■ Exercise tasks ■
1 – In the reverb forum thread, how many Seventh Heaven FX tracks does the first poster keep in Cubase?
2 – Continue the reverb forum thread from the point where it stops.

■ Passage provided ■
○ ○ ○ ○ ○

I don't put reverb on 70% of my tracks, only on stuff that is dry. So basically I'm just helping the dry stuff blend in with the wet stuff.

If something is super-duper dry, I'll add a reverb just to that track that puts it into a recording studio-sounding space. Then that gets sent to the Seventh Heaven bus.

I have 16 Seventh Heaven FX tracks in Cubase, one for each stem (ie, Strings, Brass, Perc, etc). This way each stem gets rendered out with reverb on it.

Most of the composers I've chatted with say the issue of "blending" libraries seems to be something overly fretted about. My tracks are a mix of OT, Spitfire, Cinematic Series, ProjectSAM, Heavocity, Stretzov, and more and it really isn't an issue. I mean, I'm more worried about writing a good melody than I am about reverb algorithms.


----------



## jcrosby (Dec 26, 2020)

markit said:


> Moreover, isn’t a bit of a paradox to apply the tail reverb of a random room to another room used simply to place the instruments into a space?


Reverb not only helps gel things together spatially, it often has a 'gluing' effect similar to the way a bus compressor helps _glue_ a mix together. A little reverb not only can help things feel more like their in the same or a similar space, it also creates a sense of cohesiveness... This is why many engineers send a very small amount of a whole mix to a common reverb tucked way back in the mix.


----------



## jbuhler (Dec 26, 2020)

Beat Kaufmann said:


> Hi Markrs
> "DearVR Music or Pro" are plug-ins which are made to produce "binaural audio", which in turn are intended for headphones only.
> I would refrain from using such tools if the result is not explicitly intended for headphone users.
> 
> ...


Does your mixing class cover this, moving the instrument in depth without adding tail, not moving the depth while increasing the tail?


----------



## SergeD (Dec 26, 2020)

el-bo said:


> I've read these posts, already. All you're doing is backing one point-of-view i.e If it sounds good, then it's good, or that one must just make sure to skilful in arranging their tracks for reverb to become a doddle.



You're right, sorry, and I understand your feeling. My own recipe is very trivial, CC7 to adjust volumes, and CC11 to modulate attack, release and even tamper reverb tails in an orchestral library. Once everything seems balanced, I test some reverbs, if something is wrong, I move back using again CC7 or CC11 controls. 

So, in my understanding, posts saying "don't build an house without having a solid footing" and "let's your ears decide if the footing is solid or not" make a lot of sense and are golden rules.


----------



## bill5 (Dec 26, 2020)

And, one would hope, stating the obvious.


----------



## Trash Panda (Dec 26, 2020)

Justin L. Franks said:


> I've been reading through the reverb threads and I think I'm more confused now that I was before.

○ ○ ○ ○ ○

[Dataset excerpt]
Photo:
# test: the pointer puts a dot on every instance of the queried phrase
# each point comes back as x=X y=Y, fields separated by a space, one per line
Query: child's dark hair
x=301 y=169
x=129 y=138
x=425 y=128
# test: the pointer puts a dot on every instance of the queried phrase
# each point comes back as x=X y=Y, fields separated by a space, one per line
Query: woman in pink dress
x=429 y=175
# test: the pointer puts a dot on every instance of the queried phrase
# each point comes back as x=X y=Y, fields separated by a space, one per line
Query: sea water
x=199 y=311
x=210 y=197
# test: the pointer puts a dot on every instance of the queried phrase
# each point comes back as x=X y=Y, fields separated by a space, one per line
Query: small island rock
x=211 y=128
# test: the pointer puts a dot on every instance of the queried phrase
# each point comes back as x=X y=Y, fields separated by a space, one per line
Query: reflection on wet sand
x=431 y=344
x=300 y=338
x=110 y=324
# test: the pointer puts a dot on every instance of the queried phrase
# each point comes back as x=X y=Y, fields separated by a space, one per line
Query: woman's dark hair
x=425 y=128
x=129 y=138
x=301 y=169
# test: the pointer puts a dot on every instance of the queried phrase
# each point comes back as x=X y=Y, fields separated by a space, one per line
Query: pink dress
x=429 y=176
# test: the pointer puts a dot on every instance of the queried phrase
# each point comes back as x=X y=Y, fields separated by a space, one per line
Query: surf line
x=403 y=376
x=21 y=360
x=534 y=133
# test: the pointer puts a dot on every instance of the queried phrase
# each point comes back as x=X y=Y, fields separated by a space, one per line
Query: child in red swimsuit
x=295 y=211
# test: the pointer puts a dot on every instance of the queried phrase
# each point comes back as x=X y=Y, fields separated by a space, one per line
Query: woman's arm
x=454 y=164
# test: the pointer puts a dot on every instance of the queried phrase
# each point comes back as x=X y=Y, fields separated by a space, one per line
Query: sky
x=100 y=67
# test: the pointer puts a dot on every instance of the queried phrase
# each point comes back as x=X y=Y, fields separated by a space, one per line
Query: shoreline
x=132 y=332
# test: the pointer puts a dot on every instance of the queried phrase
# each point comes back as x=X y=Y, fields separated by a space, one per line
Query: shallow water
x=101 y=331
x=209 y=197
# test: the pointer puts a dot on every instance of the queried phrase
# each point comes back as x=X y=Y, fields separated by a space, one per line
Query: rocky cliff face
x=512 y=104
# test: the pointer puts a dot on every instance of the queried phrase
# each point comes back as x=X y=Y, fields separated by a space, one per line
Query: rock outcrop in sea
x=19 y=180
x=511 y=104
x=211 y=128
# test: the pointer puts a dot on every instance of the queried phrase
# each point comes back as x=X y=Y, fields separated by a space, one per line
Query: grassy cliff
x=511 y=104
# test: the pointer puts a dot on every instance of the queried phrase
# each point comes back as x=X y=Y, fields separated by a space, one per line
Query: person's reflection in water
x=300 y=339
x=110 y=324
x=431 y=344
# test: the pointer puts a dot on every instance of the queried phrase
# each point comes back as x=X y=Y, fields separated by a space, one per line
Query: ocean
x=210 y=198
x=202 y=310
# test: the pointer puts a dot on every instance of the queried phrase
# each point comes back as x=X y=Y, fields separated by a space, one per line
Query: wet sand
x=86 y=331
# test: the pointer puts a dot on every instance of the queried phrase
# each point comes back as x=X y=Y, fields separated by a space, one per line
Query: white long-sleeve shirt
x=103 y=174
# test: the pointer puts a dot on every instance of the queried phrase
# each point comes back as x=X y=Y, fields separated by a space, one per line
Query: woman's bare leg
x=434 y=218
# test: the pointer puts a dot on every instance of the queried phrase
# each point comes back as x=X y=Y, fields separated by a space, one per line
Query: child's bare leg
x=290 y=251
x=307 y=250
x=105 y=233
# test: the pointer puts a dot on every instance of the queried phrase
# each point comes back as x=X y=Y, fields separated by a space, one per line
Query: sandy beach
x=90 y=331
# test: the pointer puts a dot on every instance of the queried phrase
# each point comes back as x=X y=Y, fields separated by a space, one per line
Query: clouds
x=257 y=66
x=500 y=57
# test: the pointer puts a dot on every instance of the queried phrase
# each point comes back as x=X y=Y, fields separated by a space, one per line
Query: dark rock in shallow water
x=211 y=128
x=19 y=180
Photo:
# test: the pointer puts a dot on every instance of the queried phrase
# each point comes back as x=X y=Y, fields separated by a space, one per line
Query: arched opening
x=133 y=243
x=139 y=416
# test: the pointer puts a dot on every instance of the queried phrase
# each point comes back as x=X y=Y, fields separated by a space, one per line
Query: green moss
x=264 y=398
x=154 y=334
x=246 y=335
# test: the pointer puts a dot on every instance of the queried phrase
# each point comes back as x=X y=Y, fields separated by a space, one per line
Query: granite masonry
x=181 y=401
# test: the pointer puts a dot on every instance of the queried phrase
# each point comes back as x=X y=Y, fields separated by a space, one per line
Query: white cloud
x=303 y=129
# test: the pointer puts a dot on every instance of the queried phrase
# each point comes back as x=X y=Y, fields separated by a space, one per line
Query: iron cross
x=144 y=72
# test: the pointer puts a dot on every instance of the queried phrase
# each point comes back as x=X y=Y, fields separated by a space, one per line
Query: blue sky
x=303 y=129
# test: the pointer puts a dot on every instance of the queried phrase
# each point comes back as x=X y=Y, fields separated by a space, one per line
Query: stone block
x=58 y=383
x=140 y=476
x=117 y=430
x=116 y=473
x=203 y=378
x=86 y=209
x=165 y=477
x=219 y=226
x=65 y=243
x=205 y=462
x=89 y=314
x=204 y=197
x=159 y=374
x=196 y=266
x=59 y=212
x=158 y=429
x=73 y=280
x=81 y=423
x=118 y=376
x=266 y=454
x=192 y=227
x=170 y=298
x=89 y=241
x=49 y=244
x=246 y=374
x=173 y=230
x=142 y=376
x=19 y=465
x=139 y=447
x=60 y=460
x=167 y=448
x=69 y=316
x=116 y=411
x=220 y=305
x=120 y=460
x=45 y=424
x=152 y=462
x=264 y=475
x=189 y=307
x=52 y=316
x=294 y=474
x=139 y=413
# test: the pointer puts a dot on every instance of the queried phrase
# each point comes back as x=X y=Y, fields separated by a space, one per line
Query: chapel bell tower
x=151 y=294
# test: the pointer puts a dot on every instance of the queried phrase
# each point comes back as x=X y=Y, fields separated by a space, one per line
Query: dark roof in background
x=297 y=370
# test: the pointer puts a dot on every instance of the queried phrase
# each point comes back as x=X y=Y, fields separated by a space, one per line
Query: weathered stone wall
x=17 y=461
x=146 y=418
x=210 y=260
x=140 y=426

○ ○ ○ ○ ○

■ Answers to the problems ■
1 – Sixteen, one for each stem.

2 –
> 
> R4 is $29 right now (Pluginbotique).
> The iZotope holiday bundle on Pluginboutique is $49 and you get R2 and PhoenixVerb with some other stuff.
> ...


Neoverb by Izotope uses the algorithms from the Exponential Audio reverbs like the ones you’re looking at and has a pretty good AI assistant to get you started until you’re more comfortable with adjusting it yourself. The GUI is very intuitive for finding the right mix of reverb styles (room, hall, plate, etc) with built in EQs. It can usually be had for $99 when on sale and will likely get cheaper throughout 2021 since it was new this year.


----------



## Beat Kaufmann (Dec 26, 2020)

Hello Beginner
This thread shows it:
As soon as it comes to reverb, there are always many who know how to do it. There are those who say it is nonsense to have to use convolution reverbs, freeware, cheap reverbs or the reverbs of the DAW are enough. Then there are those who swear by one product above all others. Then there are those who refer to videos where some awardwinner judges plugins and put them in order.... Reverb X is the best. Many claims also contradict each other.
No wonder someone said: reading all the answers here, I am now totally confused.

To such texts there is a simple solution:
Thread authors who claim anything, but can't back up their claim with (music-) examples, I would pay little to no attention to.
So the number of helpful threads is quickly reduced.
Logical though - there are always different approaches - so not just *THE* one way.
--------------------------------------------

I took this thread as an opportunity to produce a video that on the one hand presents a good reverb plugin and on the other hand shows a few mixing steps in connection with the use of reverb. A short music example shows how a mix with reverb could be created. As a basis serves the plan of a virtual stage with instruments, which I try to reproduce in the mix.
By the way: The goal is to achieve a nice mixing transparency by slightly exaggerating the different room depths.

But at the same time, I would like to go ahead with the example that I expect from others as well and as mentioned above: prove with examples what you claim here with words.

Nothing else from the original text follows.